YOUR TASK
Carry on the blog post about the Pan-STARRS 1 outer solar system project from its last sentence.

TEXT
----
PS1SC Blog

The history of the solar system deserves investigation because it provides the astronomical backstory for our civilization and suggests processes that might be at work around other stars that could form their own planetary systems. With just the 8 major planets, it would be difficult or impossible to get much information on how everything came to be. The additional insights provided by the properties of small bodies, leftovers of planet formation, provide valuable clues to the processes active in solar system history. For example, Pluto and other objects now known in similar orbits show strong evidence that the outer planets, particularly Neptune, have moved substantially from where they originally formed. A well-characterized survey of the wonderful icy bodies that orbit beyond Jupiter will continue to refine these theories in useful ways.

There is no question that Pan-STARRS 1 (PS1) is a unique telescope that can provide unique results. There have been other surveys of the sky, but none have the deep, complete, multi-color, multi-epoch observations of PS1. Such a telescope and survey allow for a wealth of new investigations in a variety of different fields, including those relevant to the history of the solar system.

The organization of the PS1 Science Consortium has been focused on 12 Key Projects, ranging from the inner solar system to distant galaxies. The Outer Solar System Key Project (PS1OSS) is led by my advisor, Matt Holman at the Harvard-Smithsonian Center for Astrophysics. We’re interested in the small body populations beyond the orbit of Jupiter, including the Kuiper belt and its citizens (like Pluto) and to the farthest reaches of our solar system. Similar searches have been undertaken before but since small bodies are only visible by reflected sunlight (and even though these faraway bodies are much larger than asteroids) they are so faint that only recent astronomical surveys have been the first to really understand what’s out there.
----
Dataset rows:
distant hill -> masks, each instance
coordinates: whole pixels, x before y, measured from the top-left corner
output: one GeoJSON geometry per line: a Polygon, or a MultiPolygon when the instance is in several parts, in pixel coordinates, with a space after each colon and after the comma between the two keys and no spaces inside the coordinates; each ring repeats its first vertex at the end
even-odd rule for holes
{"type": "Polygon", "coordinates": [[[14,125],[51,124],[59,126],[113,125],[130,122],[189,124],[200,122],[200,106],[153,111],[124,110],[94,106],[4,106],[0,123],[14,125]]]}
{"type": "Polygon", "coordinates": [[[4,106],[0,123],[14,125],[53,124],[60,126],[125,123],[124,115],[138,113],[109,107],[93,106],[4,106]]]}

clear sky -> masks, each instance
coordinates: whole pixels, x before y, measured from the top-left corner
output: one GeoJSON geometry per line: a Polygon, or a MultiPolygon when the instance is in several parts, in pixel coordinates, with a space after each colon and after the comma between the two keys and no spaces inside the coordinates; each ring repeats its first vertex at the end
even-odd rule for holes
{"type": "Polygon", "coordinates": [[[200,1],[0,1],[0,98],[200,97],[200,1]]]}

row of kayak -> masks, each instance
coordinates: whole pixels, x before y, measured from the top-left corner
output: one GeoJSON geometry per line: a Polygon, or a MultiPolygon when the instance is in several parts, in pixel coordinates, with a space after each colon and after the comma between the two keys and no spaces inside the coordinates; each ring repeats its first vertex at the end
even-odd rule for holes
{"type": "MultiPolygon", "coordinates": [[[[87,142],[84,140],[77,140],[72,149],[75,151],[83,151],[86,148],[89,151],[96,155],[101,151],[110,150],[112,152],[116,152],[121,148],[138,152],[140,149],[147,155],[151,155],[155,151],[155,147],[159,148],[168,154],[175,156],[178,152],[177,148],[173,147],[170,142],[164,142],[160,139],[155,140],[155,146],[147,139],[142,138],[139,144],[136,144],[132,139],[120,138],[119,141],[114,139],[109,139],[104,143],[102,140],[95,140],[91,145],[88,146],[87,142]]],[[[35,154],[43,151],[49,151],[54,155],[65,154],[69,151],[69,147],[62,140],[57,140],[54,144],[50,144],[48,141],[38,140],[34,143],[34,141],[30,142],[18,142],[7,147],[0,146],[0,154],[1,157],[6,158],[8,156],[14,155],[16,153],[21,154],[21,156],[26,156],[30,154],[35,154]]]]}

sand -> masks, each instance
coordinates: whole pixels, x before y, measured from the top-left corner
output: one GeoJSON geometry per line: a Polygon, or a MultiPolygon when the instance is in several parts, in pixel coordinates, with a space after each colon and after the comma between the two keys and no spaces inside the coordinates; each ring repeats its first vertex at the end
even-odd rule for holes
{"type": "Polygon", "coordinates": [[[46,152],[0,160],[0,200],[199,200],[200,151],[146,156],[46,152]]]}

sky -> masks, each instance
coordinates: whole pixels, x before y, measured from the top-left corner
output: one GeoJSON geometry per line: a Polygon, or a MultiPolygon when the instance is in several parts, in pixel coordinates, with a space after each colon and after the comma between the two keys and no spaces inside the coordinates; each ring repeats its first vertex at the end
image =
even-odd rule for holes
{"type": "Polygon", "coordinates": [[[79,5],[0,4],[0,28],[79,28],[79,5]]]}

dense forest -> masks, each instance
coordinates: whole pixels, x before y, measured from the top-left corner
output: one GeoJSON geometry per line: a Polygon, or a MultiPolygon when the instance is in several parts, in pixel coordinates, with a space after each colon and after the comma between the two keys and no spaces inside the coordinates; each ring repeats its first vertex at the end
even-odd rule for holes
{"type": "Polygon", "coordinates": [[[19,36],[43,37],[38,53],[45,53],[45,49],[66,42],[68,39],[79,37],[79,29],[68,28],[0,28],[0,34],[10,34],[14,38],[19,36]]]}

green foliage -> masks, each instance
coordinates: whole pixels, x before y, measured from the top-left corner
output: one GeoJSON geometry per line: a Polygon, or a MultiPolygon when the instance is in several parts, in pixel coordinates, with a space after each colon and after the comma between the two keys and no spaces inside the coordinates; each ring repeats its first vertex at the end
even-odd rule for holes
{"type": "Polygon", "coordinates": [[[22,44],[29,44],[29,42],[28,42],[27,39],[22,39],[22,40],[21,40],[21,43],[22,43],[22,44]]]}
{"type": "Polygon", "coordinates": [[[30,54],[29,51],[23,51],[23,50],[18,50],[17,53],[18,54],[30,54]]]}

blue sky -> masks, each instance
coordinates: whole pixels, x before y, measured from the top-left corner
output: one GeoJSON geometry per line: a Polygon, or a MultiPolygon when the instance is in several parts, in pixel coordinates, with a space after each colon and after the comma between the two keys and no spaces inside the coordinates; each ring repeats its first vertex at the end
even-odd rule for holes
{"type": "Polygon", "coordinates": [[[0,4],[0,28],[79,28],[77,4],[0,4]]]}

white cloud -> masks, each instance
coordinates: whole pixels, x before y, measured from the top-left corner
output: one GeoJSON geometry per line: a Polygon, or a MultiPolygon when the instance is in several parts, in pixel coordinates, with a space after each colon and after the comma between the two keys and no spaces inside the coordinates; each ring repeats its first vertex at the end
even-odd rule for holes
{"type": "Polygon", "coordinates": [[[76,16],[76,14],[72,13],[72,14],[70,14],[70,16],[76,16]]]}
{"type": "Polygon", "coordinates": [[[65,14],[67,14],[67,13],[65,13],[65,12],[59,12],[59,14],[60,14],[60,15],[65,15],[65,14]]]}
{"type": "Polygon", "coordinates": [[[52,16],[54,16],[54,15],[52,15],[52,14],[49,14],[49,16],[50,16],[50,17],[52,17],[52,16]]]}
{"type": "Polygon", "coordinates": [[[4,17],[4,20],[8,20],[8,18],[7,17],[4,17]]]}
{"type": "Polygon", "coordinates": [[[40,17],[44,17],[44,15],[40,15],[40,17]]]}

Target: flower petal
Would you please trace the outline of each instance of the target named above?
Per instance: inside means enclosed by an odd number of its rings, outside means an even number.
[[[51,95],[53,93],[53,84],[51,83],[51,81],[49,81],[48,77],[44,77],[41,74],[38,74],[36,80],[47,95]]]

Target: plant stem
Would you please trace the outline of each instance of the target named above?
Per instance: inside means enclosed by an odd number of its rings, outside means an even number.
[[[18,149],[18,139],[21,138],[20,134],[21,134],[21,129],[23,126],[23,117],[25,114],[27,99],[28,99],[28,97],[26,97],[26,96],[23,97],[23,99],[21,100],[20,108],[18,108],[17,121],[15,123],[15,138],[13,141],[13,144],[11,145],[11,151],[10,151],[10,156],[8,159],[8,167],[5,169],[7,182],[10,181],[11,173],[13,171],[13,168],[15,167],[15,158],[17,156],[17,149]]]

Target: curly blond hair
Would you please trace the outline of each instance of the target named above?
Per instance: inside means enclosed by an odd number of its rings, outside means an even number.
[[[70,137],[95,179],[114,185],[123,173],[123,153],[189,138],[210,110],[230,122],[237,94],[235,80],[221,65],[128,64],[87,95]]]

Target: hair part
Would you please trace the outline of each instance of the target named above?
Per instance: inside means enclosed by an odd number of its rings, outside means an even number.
----
RESULT FOR THIS TASK
The outer solar system hosts a variety of interesting icy bodies with a range of sizes. PS1 will be sensitive to objects as small as tens of kilometers miles in diameter for the closest objects up to Jupiter-sized objects (if there are any) well beyond the edge of the known population at about 100 times the distance from the Sun to the Earth (i.e., 100 AU). These objects are usually classified by the way they orbit the Sun: Centaurs are in chaotic orbits pushed around by the giant planets (and will become comets), Trojans are in stable orbits that lead or trail the giant planets, and Kuiper belt objects (KBOs or Trans-Neptunian Objects or TNOs) are in mostly stable orbits beyond Neptune. There are also objects in very distant orbits like Sedna; we don’t know how they got there, but finding more of them will teach us something interesting about how the solar system formed.

The vast majority of solar system objects are too small to appear different from a single point of light, even for the best telescopes in the world. How will PS1 distinguish a solar system object from every other point of light out there? The Greeks knew that some stars didn’t stay in fixed relative locations and these wandering stars were called “planetes” from the Greek word for wanderer. In a combination of the motion of the Earth and the motion of the small body, these objects move relative to the fixed background of stars.

My favorite illustration of the first effect, known as parallax, is to stick out your arm with your thumb up and to close one eye and then the other. Your thumb appears to move relative to the background. Bringing your thumb closer causes larger apparent motion. In the same way, the motion of the Earth in its orbit provides different vantage points which are like looking through one eye and then the other and objects in our solar system move appreciably compared to the more plentiful stars.

Motion of Pluto between two different Pan-STARRS1 images. Credit: PS1SC

This image shows this effect on Pluto as observed by PS1 and how it changes position in a 15 minute interval, due to parallax.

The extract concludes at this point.